_TASK_
Print out each record below, unaltered and complete, without its images.

• • • •

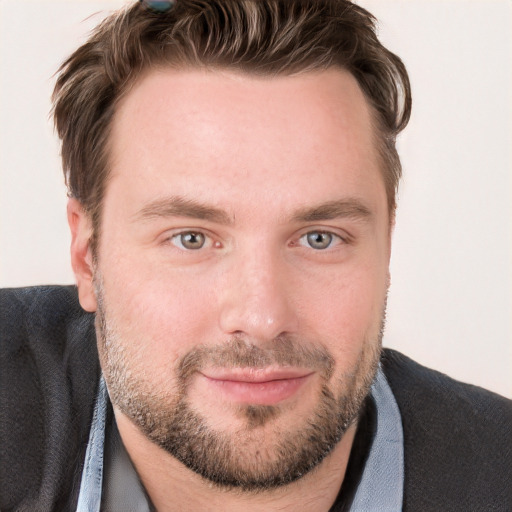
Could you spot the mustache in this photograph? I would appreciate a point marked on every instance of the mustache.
(239, 352)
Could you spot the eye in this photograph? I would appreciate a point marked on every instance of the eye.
(319, 240)
(189, 240)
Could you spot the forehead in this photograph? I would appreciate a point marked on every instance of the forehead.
(217, 130)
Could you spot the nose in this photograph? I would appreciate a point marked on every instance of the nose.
(257, 299)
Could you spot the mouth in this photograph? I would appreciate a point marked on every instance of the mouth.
(257, 386)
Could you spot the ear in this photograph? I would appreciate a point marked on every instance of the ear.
(81, 254)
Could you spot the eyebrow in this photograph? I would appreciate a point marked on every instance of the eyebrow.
(177, 206)
(343, 208)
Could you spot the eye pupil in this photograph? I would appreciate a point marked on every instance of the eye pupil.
(319, 240)
(192, 240)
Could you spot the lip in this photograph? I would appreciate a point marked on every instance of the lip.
(257, 386)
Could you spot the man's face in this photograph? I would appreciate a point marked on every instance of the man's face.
(242, 268)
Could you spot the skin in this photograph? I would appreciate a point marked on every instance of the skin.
(272, 160)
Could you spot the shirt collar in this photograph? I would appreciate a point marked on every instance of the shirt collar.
(380, 488)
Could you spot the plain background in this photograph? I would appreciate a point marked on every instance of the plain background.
(450, 303)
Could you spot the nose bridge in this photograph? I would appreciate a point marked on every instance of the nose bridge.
(257, 300)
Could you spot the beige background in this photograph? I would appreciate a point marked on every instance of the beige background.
(450, 304)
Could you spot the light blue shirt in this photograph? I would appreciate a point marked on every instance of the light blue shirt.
(380, 488)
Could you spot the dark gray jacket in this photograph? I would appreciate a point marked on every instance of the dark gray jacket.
(458, 438)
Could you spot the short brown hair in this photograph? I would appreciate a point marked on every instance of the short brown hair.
(264, 37)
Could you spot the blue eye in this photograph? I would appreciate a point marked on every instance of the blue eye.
(318, 240)
(189, 240)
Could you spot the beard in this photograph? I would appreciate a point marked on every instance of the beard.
(260, 454)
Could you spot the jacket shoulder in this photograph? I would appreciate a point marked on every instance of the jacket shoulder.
(457, 439)
(49, 372)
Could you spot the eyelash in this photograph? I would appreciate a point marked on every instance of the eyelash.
(335, 239)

• • • •

_ANSWER TO THE PROBLEM_
Could you spot the mustache in this photograph? I would appreciate a point marked on every instance of the mustache.
(239, 352)
Could you spot the eye in this photograph? I would appreciate a point marked on every instance of the eye.
(319, 240)
(189, 240)
Could you spot the forehead in this photograph? I would appreciate a point marked on every instance of the forehead.
(217, 130)
Could you spot the nose in this photograph? I would appreciate a point marked on every instance of the nose.
(257, 299)
Could you spot the mouth in this photograph? I would appreciate a point marked on every instance of the mouth.
(257, 386)
Could you spot the ear in this photograph? I would appreciate a point marked on every instance of the ear.
(81, 254)
Could you spot the eyebrow in this photograph? I would appreciate a point marked on every instance of the eyebrow.
(177, 206)
(343, 208)
Could you spot the eye pupil in this photograph? I would appreciate a point marked on every instance of the eye pupil.
(319, 240)
(192, 240)
Could you spot the lip in this photograph? I would appreciate a point marked on every instance of the lip.
(257, 386)
Could you spot the man's face in this photograph? I would appreciate a point marked on every instance of the man's face.
(242, 268)
Could you spot the skin in this photograph? I would appreciate a point marked on every instance of the skin.
(272, 160)
Could you spot the shirt collar in this photograph? I would appreciate a point marked on every instance of the shirt collar.
(380, 488)
Could you spot the plain background in this photograph? I would appreciate a point marked on every instance of the plain background.
(450, 303)
Could you spot the nose bridge in this photograph? I would appreciate a point marked on every instance of the nose bridge.
(257, 300)
Could you spot the beige background in this photograph? I would appreciate a point marked on every instance of the beige background.
(450, 304)
Could you spot the light blue shirt in this photograph? I would appreciate a point marked on every instance of the light blue shirt.
(380, 488)
Could you spot the dark gray jacket in this photograph? I would appreciate a point marked on every instance of the dark gray jacket.
(458, 438)
Could you spot the short brown hair in this photograph? I would appreciate a point marked on every instance of the short brown hair.
(264, 37)
Could you spot the blue eye in this photograph? I would appreciate a point marked on every instance of the blue eye.
(318, 240)
(189, 240)
Could you spot the beard in this photograph? I would appreciate a point marked on every instance of the beard.
(260, 454)
Could you spot the jacket shoulder in this photograph? I would appreciate a point marked on every instance of the jacket shoulder.
(457, 439)
(49, 372)
Could you spot the eyelash in this photograph? I would appreciate a point marked on every instance of the eyelash.
(335, 239)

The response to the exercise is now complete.